One or more of these muscle-specific enhancer elements may be used
in combination with a muscle-specific promoter of the invention to
provide a tissue-specific regulatory element. In one embodiment,
the enhancers are derived from human or mouse. In another
embodiment, the FIRE enhancer is an avian enhancer. In one
embodiment, the FIRE promoter is a quail promoter. In certain
embodiments, the enhancer/enhancer or enhancer/promoter
combinations are heterologous, i.e., derived from more than one
species. In other embodiments, the enhancers and promoters are
derived from the same species. In certain embodiments, enhancer
elements are truncated.
[0014] In a particular embodiment, a regulatory element of the
invention comprises at least one MCK enhancer operably linked with
a DES promoter. In a related embodiment, the regulatory element
additionally comprises at least one FIRE enhancer, and optionally,
at least one DES enhancer. In another embodiment, a regulatory
element of the invention comprises at least two MCK enhancers
linked to a MCK promoter or a DES promoter. In yet another
embodiment, a regulatory element comprises at least two DES
enhancers linked to a DES promoter.
[0015] The invention includes vectors comprising a regulatory
element of the invention. In some embodiments, the regulatory
element is incorporated in non-viral plasmid-based vectors. In
other exemplary embodiments, a regulatory element of the invention
is incorporated into a viral vector such as one derived from
adenoviruses, adeno-associated viruses (AAV), or retroviruses,
including lentiviruses such as the human immunodeficiency (HIV)
virus. The invention also encompasses methods of transfecting
muscle tissue where such methods utilize the vectors of the
invention.

> **Provided data**:
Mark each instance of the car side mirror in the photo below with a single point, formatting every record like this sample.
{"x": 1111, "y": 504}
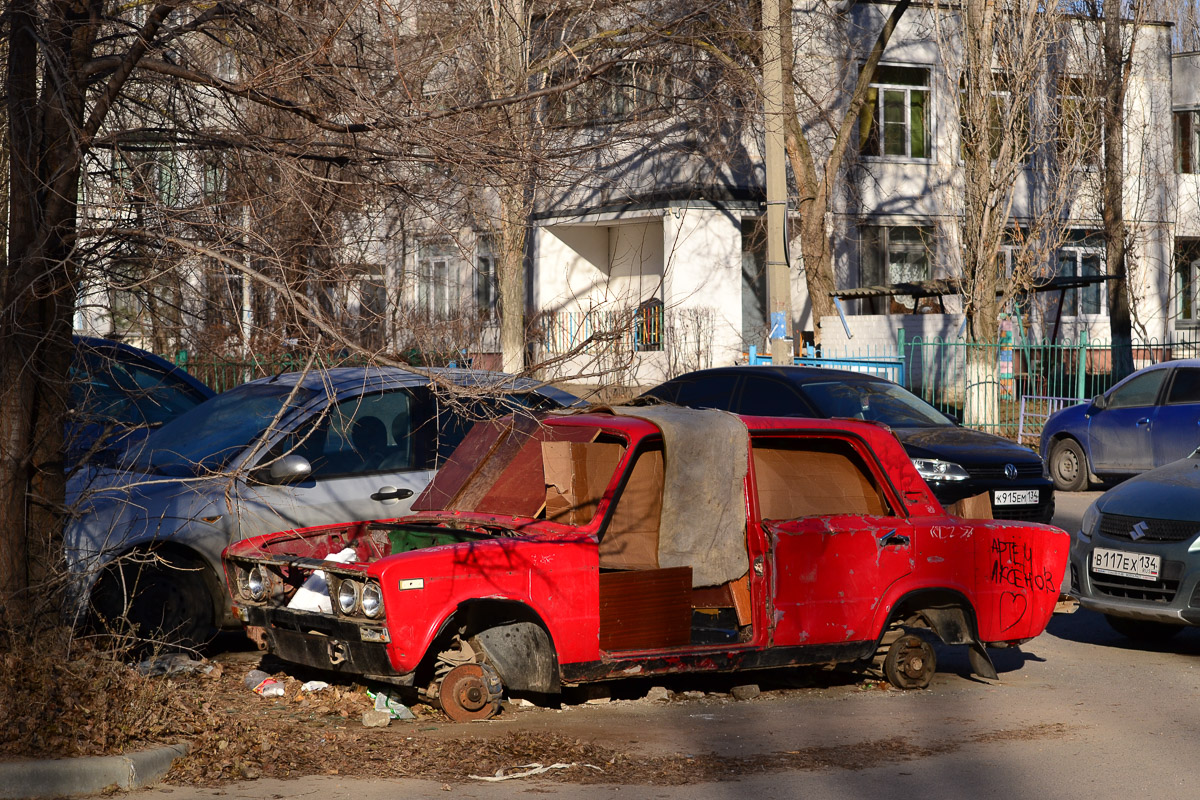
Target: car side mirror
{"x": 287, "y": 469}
---
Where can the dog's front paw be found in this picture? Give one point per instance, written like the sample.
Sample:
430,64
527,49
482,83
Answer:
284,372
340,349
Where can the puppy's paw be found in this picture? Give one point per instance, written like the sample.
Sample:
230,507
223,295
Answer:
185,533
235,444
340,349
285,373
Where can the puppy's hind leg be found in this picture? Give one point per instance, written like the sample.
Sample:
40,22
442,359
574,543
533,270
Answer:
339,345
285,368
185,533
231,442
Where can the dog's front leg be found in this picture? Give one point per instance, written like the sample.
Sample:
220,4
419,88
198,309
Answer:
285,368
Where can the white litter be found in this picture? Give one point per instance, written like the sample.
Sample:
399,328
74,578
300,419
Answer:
* * *
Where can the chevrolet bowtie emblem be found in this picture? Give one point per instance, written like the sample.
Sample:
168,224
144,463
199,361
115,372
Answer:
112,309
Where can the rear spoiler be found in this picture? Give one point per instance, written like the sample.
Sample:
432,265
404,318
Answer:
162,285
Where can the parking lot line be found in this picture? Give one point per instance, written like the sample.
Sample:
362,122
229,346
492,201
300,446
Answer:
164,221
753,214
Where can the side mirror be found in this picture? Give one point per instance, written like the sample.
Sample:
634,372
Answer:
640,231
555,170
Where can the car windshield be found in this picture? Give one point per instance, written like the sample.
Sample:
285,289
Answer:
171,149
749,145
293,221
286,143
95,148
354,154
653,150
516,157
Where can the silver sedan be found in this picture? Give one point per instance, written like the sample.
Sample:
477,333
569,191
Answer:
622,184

> **What this exercise asks**:
• A. In the patent passage on muscle-specific regulatory elements, what species does one embodiment name as the source of the FIRE promoter?
• B. Write the next part of the patent passage on muscle-specific regulatory elements, continuing from its final sentence.

> **Results in order**:
• A. Quail.

• B.
[0016] The invention further includes cells transfected with the
nucleic acid containing an enhancer/promoter combination of the
invention.
[0017] Additional objects and advantages of the invention will be
set forth in part in the description which follows, and in part
will be obvious from the description, or may be learned by practice
of the invention. The objects and advantages of the invention will
be realized and attained by means of the elements and combinations
particularly pointed out in the appended claims.
[0018] It is to be understood that both the foregoing general
description and the following detailed description are exemplary
and explanatory only and are not restrictive of the invention, as
claimed.
BRIEF DESCRIPTION OF THE FIGURES
[0019] FIG. 1 is a diagram representing levels of secreted alkaline
phosphatase (SEAP) in the serum after intramuscular injection with
test plasmids, comprising various enhancer/promoter combinations.
Five mice per test plasmid were used. The amounts of serum SEAP
measured at 3 days post-injection are represented as a percentage
of the control group injected with a plasmid containing human
cytomegalovirus (CMV) promoter and enhancer elements. Test plasmids
are denoted as per Table 1.
[0020] FIG. 2 depicts a graph illustrating the expression levels of
serum SEAP for up to 3 weeks following systemic administration of
plasmids comprising various enhancer/promoter combinations. Serum
SEAP levels were measured at 3, 7, and 21 days post administration.
Five rats per test plasmid were used. Test plasmids are denoted as
per Table 1.
DETAILED DESCRIPTION OF THE INVENTION
[0021] The term "muscle-specific" is used, where appropriate,
interchangeably with "tissue-specific" or "tissue-preferential" and
refers to the capability of regulatory elements, such as promoters
and enhancers, to drive expression of transgenes exclusively or
preferentially in muscle tissue or muscle cells regardless of their
source.
[0022] The term "myocyte," as used herein, refers a cell that has
been differentiated from a progenitor myoblast such that it is
capable of expressing muscle-specific phenotype under appropriate
conditions. Terminally differentiated myocytes fuse with one
another to form myotubes, a major constituent of muscle fibers. The
term "myocyte" also refers to myocytes that are de-differentiated.
The term includes cells in vivo and cells cultured ex vivo
regardless of whether such cells are primary or passaged.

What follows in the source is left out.